Exercise details:
Transcribe everything in the data word for word. Pictures are left out.
— Start of Information supplied —
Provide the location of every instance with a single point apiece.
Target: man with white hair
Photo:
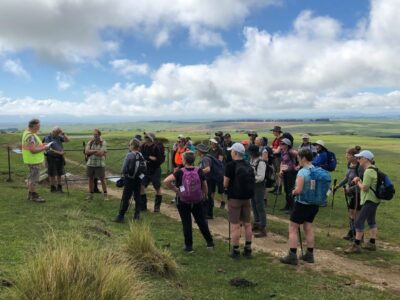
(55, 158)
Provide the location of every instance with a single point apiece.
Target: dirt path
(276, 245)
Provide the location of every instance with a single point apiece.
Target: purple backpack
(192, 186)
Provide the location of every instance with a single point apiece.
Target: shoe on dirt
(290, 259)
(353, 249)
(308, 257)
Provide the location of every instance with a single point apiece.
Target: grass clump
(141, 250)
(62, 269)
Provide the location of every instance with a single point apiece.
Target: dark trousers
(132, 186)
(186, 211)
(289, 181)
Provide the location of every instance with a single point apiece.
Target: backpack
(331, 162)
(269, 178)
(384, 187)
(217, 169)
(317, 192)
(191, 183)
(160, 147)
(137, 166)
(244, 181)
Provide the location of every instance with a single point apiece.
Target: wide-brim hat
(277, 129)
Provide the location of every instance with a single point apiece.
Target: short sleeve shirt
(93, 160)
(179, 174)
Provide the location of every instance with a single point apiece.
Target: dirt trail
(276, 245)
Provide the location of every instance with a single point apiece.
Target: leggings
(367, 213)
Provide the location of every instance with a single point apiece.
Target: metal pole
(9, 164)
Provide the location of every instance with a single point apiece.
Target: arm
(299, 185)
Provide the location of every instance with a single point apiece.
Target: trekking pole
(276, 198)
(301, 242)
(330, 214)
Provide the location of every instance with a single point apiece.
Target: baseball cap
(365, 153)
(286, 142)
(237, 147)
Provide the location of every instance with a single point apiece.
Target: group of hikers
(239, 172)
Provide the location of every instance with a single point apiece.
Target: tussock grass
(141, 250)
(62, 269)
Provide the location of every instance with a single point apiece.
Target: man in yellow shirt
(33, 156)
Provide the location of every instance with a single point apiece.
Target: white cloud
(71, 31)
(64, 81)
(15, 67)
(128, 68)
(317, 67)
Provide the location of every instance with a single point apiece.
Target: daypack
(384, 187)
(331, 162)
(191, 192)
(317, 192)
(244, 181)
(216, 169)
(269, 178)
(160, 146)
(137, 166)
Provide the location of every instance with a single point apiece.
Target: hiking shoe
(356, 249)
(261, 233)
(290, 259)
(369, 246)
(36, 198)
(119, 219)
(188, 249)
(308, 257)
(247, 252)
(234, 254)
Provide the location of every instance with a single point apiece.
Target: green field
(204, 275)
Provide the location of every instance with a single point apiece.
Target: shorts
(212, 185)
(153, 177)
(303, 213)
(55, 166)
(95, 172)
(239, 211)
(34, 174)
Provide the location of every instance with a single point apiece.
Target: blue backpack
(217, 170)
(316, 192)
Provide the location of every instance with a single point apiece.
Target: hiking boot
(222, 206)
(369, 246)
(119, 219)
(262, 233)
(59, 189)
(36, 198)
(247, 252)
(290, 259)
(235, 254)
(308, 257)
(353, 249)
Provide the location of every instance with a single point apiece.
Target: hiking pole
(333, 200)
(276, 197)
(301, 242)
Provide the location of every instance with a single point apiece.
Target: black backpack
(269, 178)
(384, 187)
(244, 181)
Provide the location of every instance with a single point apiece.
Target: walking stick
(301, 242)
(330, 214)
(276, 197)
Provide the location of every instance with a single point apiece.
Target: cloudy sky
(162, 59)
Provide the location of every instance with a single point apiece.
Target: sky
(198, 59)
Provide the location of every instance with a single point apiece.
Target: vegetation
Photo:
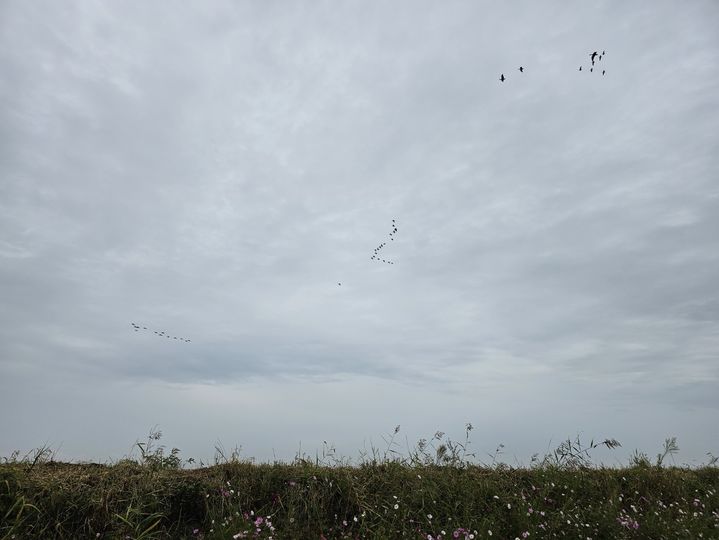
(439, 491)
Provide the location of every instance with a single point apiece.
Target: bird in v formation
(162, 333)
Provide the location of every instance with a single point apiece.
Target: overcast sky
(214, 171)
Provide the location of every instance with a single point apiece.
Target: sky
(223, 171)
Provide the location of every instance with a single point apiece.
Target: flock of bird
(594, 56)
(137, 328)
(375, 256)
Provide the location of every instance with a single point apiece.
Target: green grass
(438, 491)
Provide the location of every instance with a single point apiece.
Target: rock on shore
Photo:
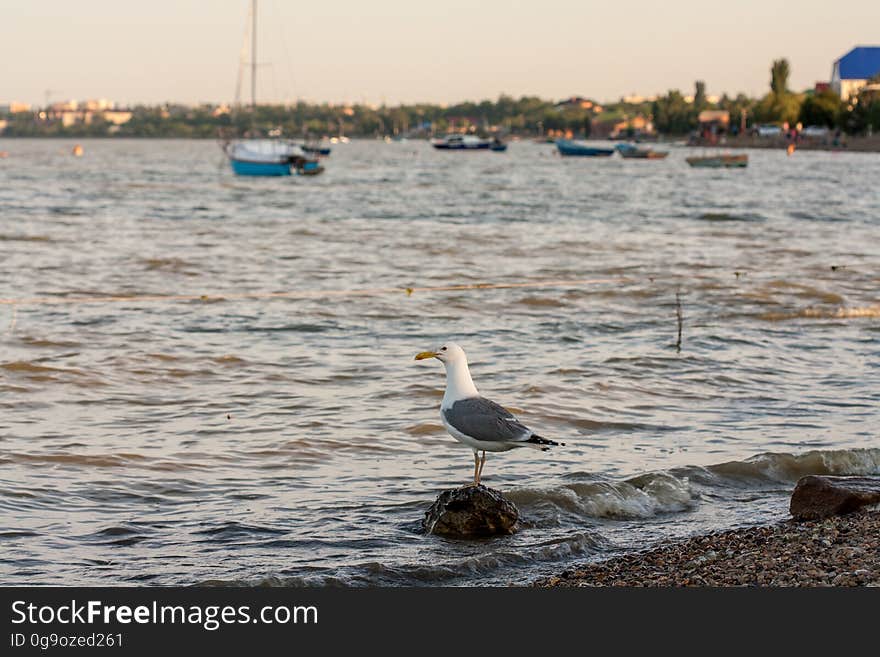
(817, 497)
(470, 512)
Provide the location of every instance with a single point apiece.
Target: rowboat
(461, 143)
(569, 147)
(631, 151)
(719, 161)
— End of Information supplied —
Solution to the problem:
Provide the location of every instance with a single point apiece.
Target: man with white hair
Photo:
(55, 158)
Provide the location of every instance with a single point apiece.
Target: dirt path
(276, 245)
Provide the location of every instance with a single point apiece.
Target: purple backpack
(192, 186)
Provide the location of every instance with a single point apiece.
Target: shoe on dirt
(290, 259)
(353, 249)
(308, 257)
Provide the location of every instance with a single point apiece.
Target: grass clump
(141, 250)
(62, 269)
Provide the location of every instance with a single point apiece.
Target: dark trousers
(132, 186)
(186, 211)
(289, 181)
Provide the location of every instance with a single point apiece.
Target: backpack
(331, 162)
(269, 178)
(384, 187)
(217, 169)
(317, 192)
(191, 183)
(160, 147)
(137, 166)
(244, 181)
Provide the location of every instance with a single point apiece.
Target: wide-brim hat
(277, 129)
Provide the location of every instance with a single point apiece.
Target: short sleeve shirt
(93, 160)
(179, 174)
Provide the location of every instance with a single point apiece.
Target: dirt trail
(276, 245)
Provide the location of every instance with a single point apiece.
Target: leggings
(367, 213)
Provide the location of every instance with a single point apiece.
Target: metal pole
(9, 164)
Provide the location of every instance with a single point apiece.
Target: arm
(299, 185)
Provide the location of every instance with a single point apiece.
Target: trekking pole
(276, 198)
(301, 242)
(330, 214)
Provide the location of every instance with a single point apiece.
Target: baseball cap
(365, 153)
(286, 142)
(237, 147)
Provide the location of every instance with a single point apiece.
Target: group of hikers
(239, 172)
Provide the location of every instance with a single point apiece.
Target: tussock grass
(141, 250)
(62, 269)
Provide the location of every instance with a single point apiece.
Target: man in yellow shirt
(33, 156)
Provide the location of every instance with a single point apiece.
Target: white cloud
(71, 31)
(64, 81)
(15, 67)
(128, 68)
(317, 67)
Provide the location of every instance with a single point apiece.
Target: daypack
(384, 187)
(331, 162)
(191, 192)
(317, 192)
(244, 181)
(216, 169)
(269, 178)
(160, 146)
(137, 166)
Provide the location of every instance with a single point apiece.
Target: hiking shoe
(356, 249)
(261, 233)
(290, 259)
(369, 246)
(36, 198)
(119, 219)
(188, 249)
(308, 257)
(247, 252)
(234, 254)
Provide the location of every instance with a single point apiece.
Target: green field
(204, 275)
Provide the location of every instance with a single point apiece.
Target: shorts
(212, 185)
(153, 177)
(303, 213)
(55, 166)
(95, 172)
(239, 211)
(34, 174)
Provide the location of every instance with a single point apiece.
Target: blue backpack
(217, 170)
(316, 192)
Provide the location of every instance with a single point apiece.
Target: hiking boot
(222, 206)
(369, 246)
(119, 219)
(262, 233)
(59, 189)
(36, 198)
(247, 252)
(290, 259)
(235, 254)
(308, 257)
(353, 249)
Provide the location of every instance with a single point apiece.
Target: hiking pole
(333, 200)
(276, 197)
(301, 242)
Provide the location of every instance with a single point apiece.
Target: black backpack
(269, 178)
(384, 187)
(244, 181)
Provide the location of every instance with a single point apiece.
Target: walking stick
(301, 242)
(330, 214)
(276, 197)
Provide the location of every instance with a single point apiece.
Target: cloudy sky
(162, 59)
Provide the location of every instance with a single point apiece.
Target: sky
(198, 59)
Provide the location of every instance with a single point apiece.
Target: vegetation
Photo:
(439, 491)
Provide the location of every instance with a single point apiece.
Target: bird in v formation
(162, 333)
Provide the location of every instance with a single point apiece.
Target: overcast sky
(214, 171)
Provide the location of every instance with a single point apiece.
Target: sky
(223, 171)
Provide the location of every instance with a single point apiece.
Target: flock of bird
(594, 56)
(137, 328)
(375, 256)
Provide the location of every instance with a single point apiece.
Target: green grass
(438, 491)
Provide the location of every instance with a single point apiece.
Target: rock on shore
Photo:
(817, 497)
(470, 512)
Provide the location of every instance with a single point apiece.
Target: rowboat
(461, 143)
(569, 147)
(631, 151)
(719, 161)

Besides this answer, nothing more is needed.